### STATED TASK
Extract the data exactly, missing nothing.

[Excerpts from point annotation data]

========================================

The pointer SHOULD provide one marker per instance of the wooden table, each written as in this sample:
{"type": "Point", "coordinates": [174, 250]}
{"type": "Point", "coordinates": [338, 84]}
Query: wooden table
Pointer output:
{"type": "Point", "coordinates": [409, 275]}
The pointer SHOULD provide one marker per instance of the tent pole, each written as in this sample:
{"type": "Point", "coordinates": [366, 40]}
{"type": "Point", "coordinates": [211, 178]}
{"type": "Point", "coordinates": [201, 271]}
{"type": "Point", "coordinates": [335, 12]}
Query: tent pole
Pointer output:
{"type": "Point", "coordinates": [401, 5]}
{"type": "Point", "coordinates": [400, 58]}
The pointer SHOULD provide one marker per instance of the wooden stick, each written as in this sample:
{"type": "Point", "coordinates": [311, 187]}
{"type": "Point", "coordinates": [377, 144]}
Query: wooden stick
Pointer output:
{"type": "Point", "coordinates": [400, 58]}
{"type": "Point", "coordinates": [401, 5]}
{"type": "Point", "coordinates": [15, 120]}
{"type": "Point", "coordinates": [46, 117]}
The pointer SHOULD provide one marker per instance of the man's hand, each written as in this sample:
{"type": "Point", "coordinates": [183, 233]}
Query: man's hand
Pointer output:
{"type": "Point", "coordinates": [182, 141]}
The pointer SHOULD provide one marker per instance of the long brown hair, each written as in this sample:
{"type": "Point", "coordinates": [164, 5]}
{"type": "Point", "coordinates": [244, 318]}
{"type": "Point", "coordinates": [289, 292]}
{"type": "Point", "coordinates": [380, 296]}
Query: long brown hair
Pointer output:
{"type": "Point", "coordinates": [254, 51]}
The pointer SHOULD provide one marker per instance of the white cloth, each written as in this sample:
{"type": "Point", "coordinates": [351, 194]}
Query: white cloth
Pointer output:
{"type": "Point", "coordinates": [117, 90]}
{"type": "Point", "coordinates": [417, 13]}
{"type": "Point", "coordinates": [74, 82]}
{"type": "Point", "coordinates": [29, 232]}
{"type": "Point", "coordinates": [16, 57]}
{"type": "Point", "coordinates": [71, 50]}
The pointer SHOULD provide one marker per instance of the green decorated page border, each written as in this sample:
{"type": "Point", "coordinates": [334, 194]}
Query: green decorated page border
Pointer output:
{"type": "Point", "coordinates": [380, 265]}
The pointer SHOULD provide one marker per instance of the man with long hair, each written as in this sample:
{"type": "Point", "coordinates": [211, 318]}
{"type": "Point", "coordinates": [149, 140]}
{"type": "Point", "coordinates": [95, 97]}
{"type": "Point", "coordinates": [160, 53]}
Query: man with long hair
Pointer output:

========================================

### RESPONSE TO THE TASK
The pointer SHOULD provide one marker per instance of the wooden table, each written as in this sample:
{"type": "Point", "coordinates": [174, 250]}
{"type": "Point", "coordinates": [338, 84]}
Query: wooden table
Pointer output:
{"type": "Point", "coordinates": [409, 275]}
The pointer SHOULD provide one marker per instance of the tent pole, each written as in this sample:
{"type": "Point", "coordinates": [366, 40]}
{"type": "Point", "coordinates": [211, 178]}
{"type": "Point", "coordinates": [201, 271]}
{"type": "Point", "coordinates": [335, 12]}
Query: tent pole
Pointer output:
{"type": "Point", "coordinates": [401, 5]}
{"type": "Point", "coordinates": [400, 58]}
The pointer SHOULD provide one marker per instance of the wooden stick, each written as in this sample:
{"type": "Point", "coordinates": [311, 187]}
{"type": "Point", "coordinates": [377, 144]}
Query: wooden stick
Pointer output:
{"type": "Point", "coordinates": [400, 58]}
{"type": "Point", "coordinates": [401, 5]}
{"type": "Point", "coordinates": [15, 120]}
{"type": "Point", "coordinates": [46, 117]}
The pointer SHOULD provide one marker per instance of the man's hand, each written as in this sample:
{"type": "Point", "coordinates": [183, 233]}
Query: man's hand
Pointer output:
{"type": "Point", "coordinates": [182, 141]}
The pointer SHOULD provide one marker per instance of the long brown hair, each written as in this sample:
{"type": "Point", "coordinates": [164, 5]}
{"type": "Point", "coordinates": [244, 318]}
{"type": "Point", "coordinates": [289, 292]}
{"type": "Point", "coordinates": [380, 296]}
Query: long brown hair
Pointer output:
{"type": "Point", "coordinates": [254, 51]}
The pointer SHOULD provide one marker per instance of the white cloth, each written as in this sample:
{"type": "Point", "coordinates": [351, 194]}
Query: white cloth
Pointer output:
{"type": "Point", "coordinates": [117, 90]}
{"type": "Point", "coordinates": [417, 13]}
{"type": "Point", "coordinates": [74, 82]}
{"type": "Point", "coordinates": [29, 232]}
{"type": "Point", "coordinates": [16, 57]}
{"type": "Point", "coordinates": [71, 50]}
The pointer SHOULD provide one marker per instance of the green decorated page border, each written as in this sample:
{"type": "Point", "coordinates": [334, 194]}
Query: green decorated page border
Pointer output:
{"type": "Point", "coordinates": [380, 265]}
The pointer SHOULD provide one marker per instance of the man with long hair, each written as in this sample:
{"type": "Point", "coordinates": [211, 318]}
{"type": "Point", "coordinates": [149, 140]}
{"type": "Point", "coordinates": [95, 97]}
{"type": "Point", "coordinates": [160, 53]}
Query: man with long hair
Pointer output:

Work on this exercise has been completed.